- READING PASSAGE
Thread: Mixing greediness in regexp_matches

Mixing greediness in regexp_matches

From

"Daniel Verite"

Date:

23 December 2019, 14:56:47

  Hi,

When looking into how to implement a global replace of multiple
substrings (each with their own replacement) in sql
or plpgsql, I'm wondering if/how an RE with an alternation
can be used.

The basic idea is to iterate on the rows produced by

   regexp_matches(string, '(.*?)(foo|bar|foobar)', 'g')

to break down the string into pairs of (non-matching segment,
matching segment) so that a final result can be assembled
from that (setting aside the last non-matching segment, that
can be retrieved in a final step).

The difficulty is that the longest strings in the alternation
should be prioritized, but the starting (.*?) makes the RE
non-greedy so "foo" is choosen over "foobar".

The doc at [1] leaves me unoptimistic when it mentions that:

 "...when an RE contains both greedy and non-greedy
 subexpressions, the total match length is either as long as possible
 or as short as possible, according to the attribute assigned to the
 whole RE. The attributes assigned to the subexpressions only affect
 how much of that match they are allowed to “eat” relative to each
 other."

Also it gives this example of forcing the RE as a whole to
be greedy despite it having a non-greedy sub-RE:
 regexp_match('abc01234xyz', '(?:(.*?)(\d+)(.*)){1,1}')
but it doesn't seem to be able to produce the desired result
in the case of the RE in the middle being an alternation
with strings of different lengths.

The ideal RE with a (foo|foobar|bar) alternation, when applied
globally to a string like 'the string has foo and foobar and bar and
more' would produce something like:

 {"the string has ","foo"}
 {" and ","foobar"}
 {" and ","bar"}

Is that possible with regexp_matches?


[1] https://www.postgresql.org/docs/current/functions-matching.html

Re: Mixing greediness in regexp_matches

From

Tom Lane

Date:

23 December 2019, 15:15:40

"Daniel Verite" <daniel@manitou-mail.org> writes:
> The basic idea is to iterate on the rows produced by
>    regexp_matches(string, '(.*?)(foo|bar|foobar)', 'g')
> to break down the string into pairs of (non-matching segment,
> matching segment) so that a final result can be assembled
> from that (setting aside the last non-matching segment, that
> can be retrieved in a final step).
> The difficulty is that the longest strings in the alternation
> should be prioritized, but the starting (.*?) makes the RE
> non-greedy so "foo" is choosen over "foobar". 

I'd try forcing the match to be the whole string, ie

    ^(.*?)(foo|bar|foobar)(.*)$

which would also save some work for restarting the iteration,
since you'd have already captured the all-the-rest substring.

With the endpoints forced, it doesn't really matter whether
the engine deems the RE-as-a-whole to be greedy or not.
I think this would work without needing any explicit greediness
marking for the second and third parts, but I might be wrong
about that detail.

- TO BE DONE
[a] Reproduce the part of the regex greediness thread that begins at the words "The ideal RE" and ends after the words "possible with regexp_matches?".
[b] Write what comes next in the regex greediness thread, picking up after its last sentence.
The lines after this point come from a separate source.

- RAW RECORDS
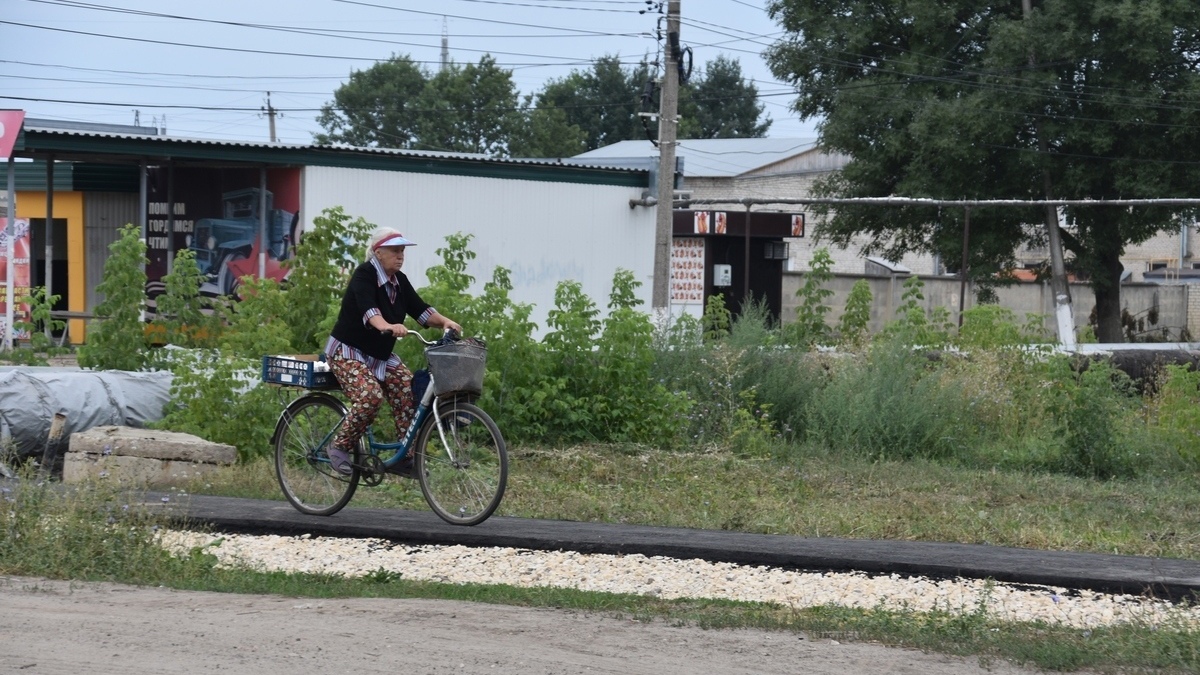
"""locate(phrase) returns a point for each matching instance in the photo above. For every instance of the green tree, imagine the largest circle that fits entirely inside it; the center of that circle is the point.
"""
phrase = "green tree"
(721, 103)
(546, 132)
(951, 99)
(469, 108)
(377, 107)
(319, 272)
(603, 102)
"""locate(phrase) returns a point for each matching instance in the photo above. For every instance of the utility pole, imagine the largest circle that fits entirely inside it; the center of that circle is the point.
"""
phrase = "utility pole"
(1059, 286)
(445, 46)
(667, 127)
(270, 114)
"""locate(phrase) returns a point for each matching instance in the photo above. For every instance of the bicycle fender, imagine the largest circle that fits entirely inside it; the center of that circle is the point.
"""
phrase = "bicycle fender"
(287, 412)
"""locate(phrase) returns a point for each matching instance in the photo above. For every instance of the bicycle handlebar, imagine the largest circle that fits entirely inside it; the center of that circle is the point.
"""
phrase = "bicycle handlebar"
(451, 334)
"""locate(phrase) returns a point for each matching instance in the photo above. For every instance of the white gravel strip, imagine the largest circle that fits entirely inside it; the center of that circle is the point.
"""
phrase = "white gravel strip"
(670, 578)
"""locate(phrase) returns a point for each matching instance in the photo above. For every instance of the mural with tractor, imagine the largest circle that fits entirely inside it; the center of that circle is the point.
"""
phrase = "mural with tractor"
(226, 217)
(227, 248)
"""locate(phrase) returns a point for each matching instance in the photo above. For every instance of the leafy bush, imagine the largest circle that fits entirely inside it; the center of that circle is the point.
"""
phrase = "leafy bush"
(857, 316)
(318, 273)
(1176, 405)
(915, 326)
(1092, 401)
(185, 317)
(891, 405)
(40, 347)
(119, 340)
(810, 327)
(215, 394)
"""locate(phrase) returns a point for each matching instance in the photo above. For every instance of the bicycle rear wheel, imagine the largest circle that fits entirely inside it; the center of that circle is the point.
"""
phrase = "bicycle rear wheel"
(305, 429)
(463, 478)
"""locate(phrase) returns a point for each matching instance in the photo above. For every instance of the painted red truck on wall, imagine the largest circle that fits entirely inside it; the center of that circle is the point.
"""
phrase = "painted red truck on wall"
(227, 248)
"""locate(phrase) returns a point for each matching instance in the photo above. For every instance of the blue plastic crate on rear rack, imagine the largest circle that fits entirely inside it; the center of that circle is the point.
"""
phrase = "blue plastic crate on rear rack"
(306, 371)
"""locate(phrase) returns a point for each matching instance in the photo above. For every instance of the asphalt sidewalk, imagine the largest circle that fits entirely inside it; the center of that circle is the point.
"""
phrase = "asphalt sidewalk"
(1164, 578)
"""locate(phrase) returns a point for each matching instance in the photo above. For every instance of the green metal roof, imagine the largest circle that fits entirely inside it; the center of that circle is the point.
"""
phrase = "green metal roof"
(77, 177)
(108, 147)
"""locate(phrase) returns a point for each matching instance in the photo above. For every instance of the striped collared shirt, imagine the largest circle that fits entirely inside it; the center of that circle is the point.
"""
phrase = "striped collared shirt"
(378, 366)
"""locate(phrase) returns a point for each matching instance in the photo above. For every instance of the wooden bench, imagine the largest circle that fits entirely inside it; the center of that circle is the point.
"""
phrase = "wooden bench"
(66, 316)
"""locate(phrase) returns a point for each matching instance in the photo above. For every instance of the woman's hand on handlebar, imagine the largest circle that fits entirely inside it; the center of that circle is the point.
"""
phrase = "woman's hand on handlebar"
(396, 329)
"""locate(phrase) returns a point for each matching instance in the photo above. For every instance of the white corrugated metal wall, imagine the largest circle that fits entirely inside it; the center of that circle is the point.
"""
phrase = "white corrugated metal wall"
(544, 232)
(105, 215)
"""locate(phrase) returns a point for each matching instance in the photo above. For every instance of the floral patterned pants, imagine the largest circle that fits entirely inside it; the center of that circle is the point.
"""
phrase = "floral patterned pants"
(366, 394)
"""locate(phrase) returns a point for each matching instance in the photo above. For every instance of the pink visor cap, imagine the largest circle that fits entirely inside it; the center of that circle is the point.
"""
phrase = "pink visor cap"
(396, 239)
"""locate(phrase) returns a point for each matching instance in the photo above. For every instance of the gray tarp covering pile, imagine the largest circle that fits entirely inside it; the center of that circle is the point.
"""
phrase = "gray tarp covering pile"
(30, 396)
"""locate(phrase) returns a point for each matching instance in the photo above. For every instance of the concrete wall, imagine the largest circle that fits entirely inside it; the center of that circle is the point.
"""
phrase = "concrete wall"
(1177, 306)
(543, 232)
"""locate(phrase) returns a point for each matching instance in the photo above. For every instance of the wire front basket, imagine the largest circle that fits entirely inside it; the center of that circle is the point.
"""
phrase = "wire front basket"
(457, 366)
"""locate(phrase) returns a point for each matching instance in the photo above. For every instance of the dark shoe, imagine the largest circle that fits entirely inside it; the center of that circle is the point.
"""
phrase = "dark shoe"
(340, 460)
(403, 467)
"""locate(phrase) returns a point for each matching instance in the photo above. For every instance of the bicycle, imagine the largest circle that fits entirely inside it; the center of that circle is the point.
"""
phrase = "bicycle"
(459, 454)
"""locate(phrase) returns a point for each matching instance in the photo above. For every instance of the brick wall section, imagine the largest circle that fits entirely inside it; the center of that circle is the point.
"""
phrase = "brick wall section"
(1177, 305)
(1163, 248)
(793, 186)
(1193, 294)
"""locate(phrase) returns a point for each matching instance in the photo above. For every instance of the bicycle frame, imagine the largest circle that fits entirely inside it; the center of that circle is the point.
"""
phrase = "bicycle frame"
(427, 402)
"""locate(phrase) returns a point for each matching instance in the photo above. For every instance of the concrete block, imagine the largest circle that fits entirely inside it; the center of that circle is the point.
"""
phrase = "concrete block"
(143, 457)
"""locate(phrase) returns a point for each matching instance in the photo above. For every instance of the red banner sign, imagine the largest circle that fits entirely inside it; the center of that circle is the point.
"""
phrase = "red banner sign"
(10, 127)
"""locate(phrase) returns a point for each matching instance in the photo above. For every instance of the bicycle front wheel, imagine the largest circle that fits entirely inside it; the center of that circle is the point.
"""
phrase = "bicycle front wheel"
(306, 428)
(462, 470)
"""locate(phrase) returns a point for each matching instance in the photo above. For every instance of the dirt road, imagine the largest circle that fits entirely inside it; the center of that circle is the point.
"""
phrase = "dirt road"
(59, 627)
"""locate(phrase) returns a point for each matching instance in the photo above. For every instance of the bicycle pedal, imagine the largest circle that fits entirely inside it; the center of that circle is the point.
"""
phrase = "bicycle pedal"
(403, 469)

- EXERCISE ANSWERS
[a]
The ideal RE with a (foo|foobar|bar) alternation, when applied
globally to a string like 'the string has foo and foobar and bar and
more' would produce something like:

 {"the string has ","foo"}
 {" and ","foobar"}
 {" and ","bar"}

Is that possible with regexp_matches?

[b]
            regards, tom lane

Re: Mixing greediness in regexp_matches

From

Tom Lane

Date:

23 December 2019, 15:26:15

"Daniel Verite" <daniel@manitou-mail.org> writes:
>> The basic idea is to iterate on the rows produced by
>> regexp_matches(string, '(.*?)(foo|bar|foobar)', 'g')
>> to break down the string into pairs of (non-matching segment,
>> matching segment) so that a final result can be assembled
>> from that (setting aside the last non-matching segment, that
>> can be retrieved in a final step).

BTW, just to think outside the box a bit, I wonder whether you
couldn't build this out of regexp_split_to_array:

regression=# select regexp_split_to_array('junkfoolbarfoolishfoobarmore', 'foo|bar|foobar');
 regexp_split_to_array
-----------------------
 {junk,l,"",lish,more}
(1 row)

The idea would be to iterate over the array elements, tracking the
corresponding position in the source string, and re-discovering at
each break which of the original alternatives must've matched.

It's sort of annoying that we don't have a simple "regexp_location"
function that would give you back the starting position of the
first match.

            regards, tom lane

Re: Mixing greediness in regexp_matches

From

"Daniel Verite"

Date:

23 December 2019, 15:58:47

    Tom Lane wrote:

> I'd try forcing the match to be the whole string, ie
>
>         ^(.*?)(foo|bar|foobar)(.*)$
>
> which would also save some work for restarting the iteration,
> since you'd have already captured the all-the-rest substring.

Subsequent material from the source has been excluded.